*Records drawn from a dataset*:
[Start of section]

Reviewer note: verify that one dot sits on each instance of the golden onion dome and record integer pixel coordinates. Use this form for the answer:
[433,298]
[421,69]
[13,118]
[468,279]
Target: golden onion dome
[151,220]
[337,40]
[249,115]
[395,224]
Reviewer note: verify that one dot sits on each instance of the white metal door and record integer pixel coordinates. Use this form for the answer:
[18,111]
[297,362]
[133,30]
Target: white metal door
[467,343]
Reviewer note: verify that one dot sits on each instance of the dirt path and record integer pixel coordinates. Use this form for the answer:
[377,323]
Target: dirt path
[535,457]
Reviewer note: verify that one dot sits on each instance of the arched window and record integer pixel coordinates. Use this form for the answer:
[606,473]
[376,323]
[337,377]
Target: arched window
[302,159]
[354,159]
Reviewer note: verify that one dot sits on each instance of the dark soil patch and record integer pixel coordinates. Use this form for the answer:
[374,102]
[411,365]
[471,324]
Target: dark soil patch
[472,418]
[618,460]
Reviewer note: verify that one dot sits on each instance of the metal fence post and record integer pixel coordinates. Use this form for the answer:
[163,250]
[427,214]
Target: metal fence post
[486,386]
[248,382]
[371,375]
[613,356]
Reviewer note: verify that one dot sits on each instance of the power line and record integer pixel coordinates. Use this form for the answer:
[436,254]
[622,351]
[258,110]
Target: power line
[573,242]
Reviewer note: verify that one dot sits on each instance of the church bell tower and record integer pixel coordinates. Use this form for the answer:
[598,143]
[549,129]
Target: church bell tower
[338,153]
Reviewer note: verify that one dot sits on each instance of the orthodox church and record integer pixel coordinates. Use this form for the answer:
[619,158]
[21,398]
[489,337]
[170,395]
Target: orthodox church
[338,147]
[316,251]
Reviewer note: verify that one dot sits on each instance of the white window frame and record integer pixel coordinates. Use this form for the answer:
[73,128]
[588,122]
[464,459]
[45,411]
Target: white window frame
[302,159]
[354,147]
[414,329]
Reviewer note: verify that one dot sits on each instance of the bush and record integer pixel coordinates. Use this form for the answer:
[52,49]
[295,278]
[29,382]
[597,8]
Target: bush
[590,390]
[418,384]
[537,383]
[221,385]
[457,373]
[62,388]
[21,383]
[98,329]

[End of section]

*Task objective*:
Each line of the data must be retyped exactly as written.

*Written reply*:
Reviewer note: verify that one dot sits on each instance of the golden onion dome and record integer pixel coordinates. Use this form for the answer:
[433,298]
[421,69]
[13,118]
[468,279]
Target: golden onion dome
[151,220]
[337,40]
[249,115]
[395,224]
Reviewer note: verify that one dot sits on each instance of the white metal door and record integer pixel coordinates. Use this form for the answer:
[18,111]
[297,362]
[133,30]
Target: white metal door
[467,343]
Reviewer note: verify that one dot sits on each instance of the dirt path and record integer pixel coordinates. Use this form for the answer:
[377,323]
Target: dirt path
[535,457]
Reviewer note: verify that one dot sits on each instance of the arched window and record integer pixel coordinates. Use this form for the answer:
[606,473]
[376,323]
[337,377]
Target: arched window
[302,159]
[354,159]
Reviewer note: verify that one dot sits on each instance of the dark soil patch and record integer pixel coordinates. Use this form for the answer:
[374,102]
[411,365]
[471,324]
Target: dark soil patch
[472,418]
[618,460]
Reviewer note: verify that one dot sits on each instance of the metal fence post and record integer pixel coordinates. Use this form for the answer:
[163,250]
[427,214]
Target: metal fence post
[486,386]
[248,382]
[371,375]
[613,356]
Reviewer note: verify that one dot sits on each instance of the power line and record integer pixel coordinates. Use this form for the answer:
[436,254]
[622,351]
[258,110]
Target: power line
[573,242]
Reviewer note: verify that one dot sits on each instance of the church bell tower and record integer pixel coordinates. Use this form for the answer:
[598,143]
[549,129]
Target: church bell tower
[338,153]
Reviewer note: verify that one dot sits on each instance of the orthodox church and record integer pixel coordinates. Use this form for the answer:
[619,158]
[21,398]
[489,337]
[170,395]
Target: orthodox church
[338,147]
[316,251]
Reviewer note: verify that one dot sits on each instance of the white window frame and record integer pixel coordinates. Use this form for the answer:
[73,128]
[588,122]
[464,459]
[45,411]
Target: white window frame
[302,159]
[354,147]
[414,329]
Reviewer note: verify that one dot sits on each instance of the bush and record integer pixel coordinates. Use this form for the answer:
[52,49]
[295,278]
[29,382]
[597,8]
Target: bush
[590,390]
[418,384]
[537,383]
[221,385]
[457,373]
[62,388]
[21,383]
[98,329]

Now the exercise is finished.